GIVEN RECORDS:
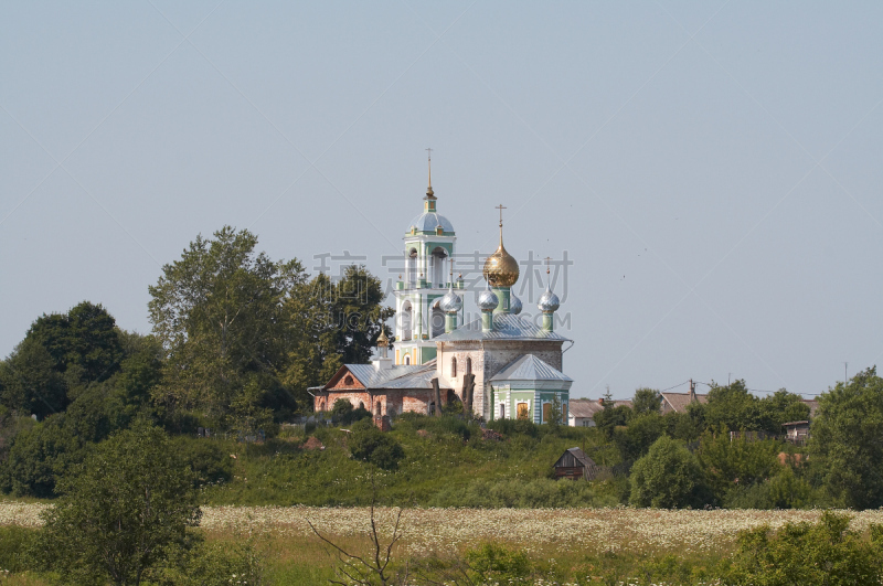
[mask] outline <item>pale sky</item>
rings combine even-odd
[[[460,253],[502,203],[573,260],[572,396],[883,359],[880,2],[290,4],[2,4],[0,354],[84,299],[148,332],[224,224],[393,276],[432,147]]]

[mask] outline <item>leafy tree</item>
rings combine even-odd
[[[614,441],[624,461],[634,461],[647,454],[650,446],[666,434],[664,418],[653,412],[634,416],[628,427],[614,431]]]
[[[0,362],[2,405],[12,412],[34,414],[41,419],[61,413],[68,403],[67,385],[49,351],[33,338],[25,338]]]
[[[733,578],[737,584],[791,586],[877,584],[881,578],[880,528],[868,542],[849,529],[850,518],[823,512],[818,523],[788,523],[776,532],[768,526],[738,537]]]
[[[783,424],[809,419],[809,405],[804,398],[785,388],[779,388],[759,402],[760,426],[769,434],[783,433]]]
[[[353,426],[347,444],[353,458],[373,464],[384,470],[395,470],[405,457],[402,445],[389,434],[368,424]]]
[[[724,426],[727,429],[756,431],[762,428],[759,399],[748,392],[743,380],[727,386],[712,385],[709,402],[702,411],[705,425],[711,429]]]
[[[629,502],[638,507],[679,509],[704,500],[702,469],[681,441],[662,436],[631,468]]]
[[[43,315],[0,366],[0,402],[41,418],[61,413],[79,390],[118,372],[124,358],[116,322],[100,305]]]
[[[662,396],[655,388],[638,388],[631,399],[631,411],[635,415],[645,413],[659,413],[662,407]]]
[[[702,435],[699,462],[714,496],[723,501],[727,491],[763,482],[779,469],[778,445],[772,440],[730,439],[725,427]]]
[[[140,584],[199,522],[192,472],[164,433],[137,426],[102,444],[44,513],[49,565],[73,584]]]
[[[705,428],[704,405],[693,403],[687,407],[687,413],[670,412],[662,416],[666,434],[673,439],[695,441]]]
[[[831,498],[853,509],[883,505],[883,379],[876,367],[819,397],[809,461]]]
[[[214,425],[262,415],[264,390],[248,387],[249,375],[286,367],[296,331],[284,307],[306,274],[298,260],[256,254],[256,245],[230,226],[214,239],[198,236],[149,288],[150,321],[167,352],[155,396],[166,409],[194,409]]]
[[[331,408],[331,416],[336,422],[342,425],[349,425],[352,422],[371,417],[371,413],[364,407],[353,408],[349,399],[339,398]]]
[[[340,280],[319,274],[297,287],[286,302],[287,315],[301,333],[283,375],[297,396],[325,383],[344,363],[364,364],[383,322],[394,310],[381,306],[384,292],[363,266],[349,266]]]
[[[64,415],[54,415],[15,435],[3,466],[0,489],[17,497],[51,498],[55,482],[71,461],[83,458],[84,443],[64,429]]]

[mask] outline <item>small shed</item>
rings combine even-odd
[[[598,471],[598,465],[579,448],[570,448],[555,462],[555,478],[594,480]]]
[[[802,445],[809,439],[809,422],[788,422],[785,427],[785,439],[791,444]]]

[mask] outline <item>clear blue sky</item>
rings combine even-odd
[[[433,147],[461,252],[502,202],[517,258],[573,260],[575,396],[822,392],[883,359],[881,31],[880,2],[6,2],[0,353],[83,299],[149,331],[224,224],[385,278]]]

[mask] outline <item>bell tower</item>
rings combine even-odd
[[[445,333],[442,298],[450,287],[462,288],[454,279],[451,258],[457,236],[454,226],[438,213],[433,191],[433,160],[429,152],[429,182],[423,198],[423,213],[415,217],[404,236],[405,270],[395,284],[395,363],[424,364],[436,356],[435,338]],[[462,312],[457,316],[462,323]]]

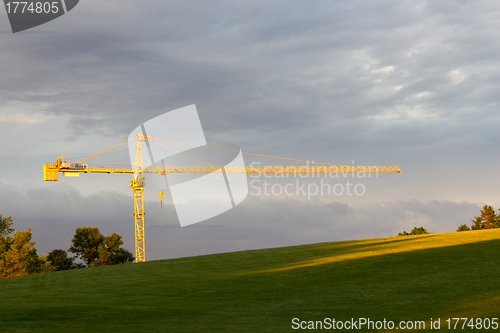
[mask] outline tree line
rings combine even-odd
[[[458,227],[457,231],[486,230],[500,228],[500,214],[495,213],[495,209],[489,205],[484,205],[479,216],[474,216],[471,220],[470,228],[466,224]]]
[[[122,236],[104,236],[97,227],[77,228],[69,252],[54,249],[47,256],[38,255],[31,229],[14,231],[10,216],[0,215],[0,278],[23,276],[93,266],[124,264],[134,261],[129,251],[120,247]]]

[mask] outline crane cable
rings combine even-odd
[[[168,140],[168,139],[162,139],[162,138],[155,138],[153,136],[149,136],[148,135],[148,138],[153,138],[153,139],[157,139],[157,140],[163,140],[163,141],[169,141],[169,142],[175,142],[175,143],[182,143],[182,144],[185,144],[185,145],[190,145],[190,146],[196,146],[196,147],[206,147],[206,148],[212,148],[212,149],[218,149],[218,150],[225,150],[225,151],[230,151],[230,152],[233,152],[233,153],[242,153],[242,154],[247,154],[247,155],[255,155],[255,156],[262,156],[262,157],[271,157],[271,158],[277,158],[277,159],[281,159],[281,160],[289,160],[289,161],[296,161],[296,162],[306,162],[306,163],[314,163],[314,164],[323,164],[323,165],[332,165],[332,166],[338,166],[338,164],[331,164],[331,163],[321,163],[321,162],[314,162],[314,161],[306,161],[306,160],[298,160],[298,159],[294,159],[294,158],[286,158],[286,157],[278,157],[278,156],[270,156],[270,155],[263,155],[263,154],[256,154],[256,153],[247,153],[247,152],[244,152],[244,151],[237,151],[237,150],[231,150],[231,149],[225,149],[225,148],[217,148],[217,147],[210,147],[210,146],[202,146],[202,145],[197,145],[197,144],[194,144],[194,143],[187,143],[187,142],[181,142],[181,141],[175,141],[175,140]],[[151,140],[153,141],[153,140]],[[153,141],[155,142],[155,141]],[[156,144],[159,144],[158,142],[155,142]],[[166,147],[166,146],[164,146]],[[167,147],[169,148],[169,147]],[[172,148],[169,148],[169,149],[172,149]],[[206,163],[205,163],[206,164]]]
[[[97,154],[94,154],[94,155],[91,155],[91,156],[89,156],[89,157],[86,157],[86,158],[84,158],[83,160],[80,160],[80,161],[76,162],[75,164],[78,164],[78,163],[80,163],[80,162],[83,162],[83,161],[85,161],[85,160],[88,160],[88,159],[89,159],[89,158],[91,158],[91,157],[94,157],[94,156],[97,156],[97,155],[99,155],[99,154],[101,154],[101,153],[104,153],[105,151],[108,151],[108,150],[110,150],[110,149],[113,149],[113,148],[115,148],[115,147],[118,147],[119,145],[122,145],[122,144],[124,144],[125,142],[129,142],[131,139],[135,139],[135,136],[134,136],[133,138],[130,138],[130,139],[128,139],[128,140],[123,141],[122,143],[119,143],[119,144],[117,144],[117,145],[114,145],[114,146],[113,146],[113,147],[111,147],[111,148],[104,149],[103,151],[100,151],[100,152],[98,152]]]
[[[125,140],[125,141],[123,141],[123,142],[121,142],[121,143],[119,143],[119,144],[117,144],[117,145],[114,145],[114,146],[112,146],[112,147],[110,147],[110,148],[108,148],[108,149],[104,149],[103,151],[100,151],[100,152],[98,152],[97,154],[94,154],[94,155],[91,155],[91,156],[89,156],[89,157],[86,157],[86,158],[84,158],[83,160],[80,160],[80,161],[78,161],[78,162],[76,162],[76,163],[81,163],[81,162],[83,162],[83,161],[86,161],[86,160],[88,160],[89,158],[92,158],[92,157],[94,157],[94,156],[97,156],[97,155],[99,155],[99,154],[102,154],[102,153],[104,153],[104,152],[106,152],[106,151],[108,151],[108,150],[111,150],[111,149],[113,149],[113,148],[115,148],[115,147],[118,147],[119,145],[122,145],[122,144],[124,144],[125,142],[129,142],[130,140],[135,139],[135,138],[137,138],[137,135],[136,135],[136,136],[134,136],[134,137],[132,137],[132,138],[130,138],[130,139],[128,139],[128,140]],[[170,148],[170,147],[167,147],[167,146],[165,146],[165,145],[162,145],[161,143],[156,142],[156,141],[154,141],[154,140],[151,140],[150,138],[157,139],[157,140],[163,140],[163,141],[174,142],[174,143],[181,143],[181,144],[184,144],[184,145],[190,145],[190,146],[196,146],[196,147],[205,147],[205,148],[211,148],[211,149],[225,150],[225,151],[230,151],[230,152],[233,152],[233,153],[242,153],[242,154],[247,154],[247,155],[255,155],[255,156],[261,156],[261,157],[270,157],[270,158],[276,158],[276,159],[288,160],[288,161],[295,161],[295,162],[306,162],[306,163],[312,163],[312,164],[322,164],[322,165],[338,166],[338,164],[322,163],[322,162],[315,162],[315,161],[306,161],[306,160],[299,160],[299,159],[295,159],[295,158],[287,158],[287,157],[271,156],[271,155],[256,154],[256,153],[248,153],[248,152],[244,152],[244,151],[237,151],[237,150],[231,150],[231,149],[225,149],[225,148],[211,147],[211,146],[206,146],[206,145],[205,145],[205,146],[203,146],[203,145],[197,145],[197,144],[194,144],[194,143],[188,143],[188,142],[182,142],[182,141],[176,141],[176,140],[168,140],[168,139],[156,138],[156,137],[153,137],[153,136],[150,136],[150,135],[147,135],[147,136],[146,136],[146,139],[148,139],[148,140],[150,140],[150,141],[152,141],[152,142],[154,142],[154,143],[156,143],[156,144],[158,144],[158,145],[160,145],[160,146],[163,146],[163,147],[165,147],[165,148],[168,148],[168,149],[170,149],[170,150],[173,150],[173,151],[175,151],[176,153],[179,153],[179,154],[181,154],[181,155],[184,155],[184,156],[186,156],[186,157],[189,157],[189,158],[191,158],[191,159],[193,159],[193,160],[196,160],[196,161],[201,162],[201,163],[203,163],[203,164],[206,164],[206,165],[208,165],[208,166],[213,166],[213,165],[210,165],[210,164],[205,163],[205,162],[203,162],[203,161],[197,160],[197,159],[196,159],[196,158],[194,158],[194,157],[190,157],[190,156],[188,156],[188,155],[186,155],[186,154],[181,153],[180,151],[177,151],[177,150],[175,150],[175,149],[173,149],[173,148]]]
[[[148,137],[148,139],[149,139],[149,137]],[[208,163],[203,162],[203,161],[201,161],[201,160],[199,160],[199,159],[196,159],[196,158],[194,158],[194,157],[191,157],[191,156],[189,156],[189,155],[186,155],[186,154],[184,154],[184,153],[181,153],[180,151],[175,150],[174,148],[167,147],[167,146],[162,145],[161,143],[156,142],[156,141],[151,140],[151,139],[149,139],[149,141],[154,142],[154,143],[156,143],[157,145],[160,145],[160,146],[162,146],[162,147],[165,147],[165,148],[168,148],[168,149],[170,149],[170,150],[173,150],[173,151],[175,151],[176,153],[179,153],[179,154],[181,154],[181,155],[184,155],[184,156],[186,156],[186,157],[189,157],[189,158],[190,158],[190,159],[192,159],[192,160],[195,160],[195,161],[198,161],[198,162],[200,162],[200,163],[206,164],[206,165],[208,165],[208,166],[210,166],[210,167],[214,167],[214,165],[208,164]]]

SHORT PROBLEM: Count the lines in the data above that contain the string "item", matching case exactly. Reply with the number alone.

ANSWER TO THE EXERCISE: 5